▶ _WHAT YOU NEED TO DO_
Recast the records from the line containing "Where can you see the metal" through the line containing "column 134, row 223", both included, as a Markdown table with the columns Row and Line, leaving out any blank lines.

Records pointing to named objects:
- - -
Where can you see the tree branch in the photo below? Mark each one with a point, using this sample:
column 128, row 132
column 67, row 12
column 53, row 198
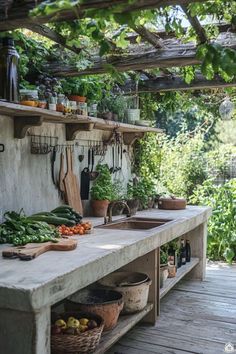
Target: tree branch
column 54, row 36
column 193, row 20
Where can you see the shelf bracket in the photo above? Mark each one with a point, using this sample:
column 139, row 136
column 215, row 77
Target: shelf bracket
column 73, row 128
column 130, row 138
column 23, row 123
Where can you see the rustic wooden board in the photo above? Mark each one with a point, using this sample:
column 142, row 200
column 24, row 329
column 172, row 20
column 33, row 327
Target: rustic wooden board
column 124, row 324
column 72, row 190
column 196, row 317
column 181, row 272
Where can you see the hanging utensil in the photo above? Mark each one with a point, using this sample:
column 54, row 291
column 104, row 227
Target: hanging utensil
column 85, row 180
column 81, row 157
column 61, row 185
column 113, row 160
column 53, row 159
column 93, row 174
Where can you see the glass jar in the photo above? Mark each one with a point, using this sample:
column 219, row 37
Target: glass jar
column 29, row 97
column 61, row 103
column 73, row 106
column 83, row 108
column 92, row 110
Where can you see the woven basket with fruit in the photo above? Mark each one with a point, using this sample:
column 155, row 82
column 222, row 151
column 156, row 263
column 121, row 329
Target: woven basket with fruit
column 75, row 332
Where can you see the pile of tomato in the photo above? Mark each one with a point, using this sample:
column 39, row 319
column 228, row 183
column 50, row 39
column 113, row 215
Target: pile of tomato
column 79, row 229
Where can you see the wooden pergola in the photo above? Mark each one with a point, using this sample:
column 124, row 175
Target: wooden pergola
column 157, row 49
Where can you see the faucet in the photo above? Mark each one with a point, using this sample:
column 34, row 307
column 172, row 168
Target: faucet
column 108, row 217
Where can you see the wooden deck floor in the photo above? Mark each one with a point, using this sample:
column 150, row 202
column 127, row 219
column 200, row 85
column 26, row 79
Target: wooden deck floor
column 196, row 317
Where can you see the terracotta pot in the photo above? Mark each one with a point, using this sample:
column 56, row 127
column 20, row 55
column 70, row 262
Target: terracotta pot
column 105, row 303
column 172, row 203
column 133, row 205
column 133, row 286
column 163, row 274
column 107, row 115
column 99, row 207
column 77, row 98
column 117, row 209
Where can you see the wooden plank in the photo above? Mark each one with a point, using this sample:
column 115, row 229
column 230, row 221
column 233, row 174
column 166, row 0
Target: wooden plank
column 124, row 324
column 181, row 272
column 18, row 15
column 175, row 55
column 174, row 83
column 198, row 239
column 12, row 109
column 190, row 322
column 196, row 25
column 148, row 264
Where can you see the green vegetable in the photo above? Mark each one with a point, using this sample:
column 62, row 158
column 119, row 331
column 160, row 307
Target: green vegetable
column 54, row 220
column 19, row 230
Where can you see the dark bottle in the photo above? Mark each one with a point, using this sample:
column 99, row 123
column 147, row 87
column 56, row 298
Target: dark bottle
column 188, row 251
column 183, row 252
column 8, row 70
column 171, row 256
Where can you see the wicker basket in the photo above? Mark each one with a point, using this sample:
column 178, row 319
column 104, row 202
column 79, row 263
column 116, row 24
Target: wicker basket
column 85, row 342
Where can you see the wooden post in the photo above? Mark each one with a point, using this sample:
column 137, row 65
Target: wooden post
column 198, row 243
column 25, row 332
column 148, row 264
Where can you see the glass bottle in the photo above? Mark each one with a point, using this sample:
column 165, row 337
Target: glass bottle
column 8, row 70
column 183, row 253
column 188, row 251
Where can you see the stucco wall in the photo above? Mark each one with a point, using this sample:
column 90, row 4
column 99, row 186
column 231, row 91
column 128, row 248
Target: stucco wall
column 25, row 179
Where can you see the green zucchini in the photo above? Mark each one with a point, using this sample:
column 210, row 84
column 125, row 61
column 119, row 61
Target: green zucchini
column 62, row 208
column 54, row 220
column 65, row 216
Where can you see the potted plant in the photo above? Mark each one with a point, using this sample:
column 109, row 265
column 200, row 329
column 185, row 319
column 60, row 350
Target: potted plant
column 163, row 265
column 133, row 111
column 117, row 195
column 101, row 191
column 119, row 107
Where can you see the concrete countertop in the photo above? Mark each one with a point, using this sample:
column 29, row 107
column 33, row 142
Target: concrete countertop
column 28, row 286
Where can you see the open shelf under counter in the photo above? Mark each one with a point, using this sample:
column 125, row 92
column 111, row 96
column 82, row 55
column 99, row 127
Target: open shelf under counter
column 181, row 272
column 26, row 117
column 124, row 324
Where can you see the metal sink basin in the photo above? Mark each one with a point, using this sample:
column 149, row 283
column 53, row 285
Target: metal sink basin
column 134, row 223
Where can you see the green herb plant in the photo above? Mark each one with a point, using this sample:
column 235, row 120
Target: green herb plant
column 102, row 188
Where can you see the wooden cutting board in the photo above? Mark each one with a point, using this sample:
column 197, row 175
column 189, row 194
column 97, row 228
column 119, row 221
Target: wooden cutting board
column 71, row 183
column 62, row 174
column 33, row 250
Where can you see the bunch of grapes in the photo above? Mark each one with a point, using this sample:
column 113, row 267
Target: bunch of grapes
column 48, row 86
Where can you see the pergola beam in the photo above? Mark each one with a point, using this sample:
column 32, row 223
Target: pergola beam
column 18, row 15
column 175, row 83
column 167, row 35
column 149, row 36
column 54, row 36
column 178, row 55
column 193, row 20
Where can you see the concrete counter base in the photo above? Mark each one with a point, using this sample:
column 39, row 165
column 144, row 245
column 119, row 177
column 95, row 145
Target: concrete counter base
column 29, row 289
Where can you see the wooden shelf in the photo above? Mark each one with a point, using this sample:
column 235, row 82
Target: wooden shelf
column 25, row 117
column 125, row 323
column 181, row 272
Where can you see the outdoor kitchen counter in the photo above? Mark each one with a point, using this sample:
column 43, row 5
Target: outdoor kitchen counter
column 28, row 289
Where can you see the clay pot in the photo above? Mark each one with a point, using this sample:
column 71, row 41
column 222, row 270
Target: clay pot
column 77, row 98
column 163, row 274
column 100, row 207
column 133, row 205
column 105, row 303
column 172, row 203
column 117, row 209
column 107, row 115
column 133, row 286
- - -
▶ _ANSWER FOR THIS EXERCISE_
| Row | Line |
|---|---|
| 1 | Where can you see the metal sink basin in the photo above? Mark each one with a point, using this sample: |
| 2 | column 149, row 283 |
| 3 | column 53, row 285 |
| 4 | Target: metal sink basin |
| 5 | column 134, row 223 |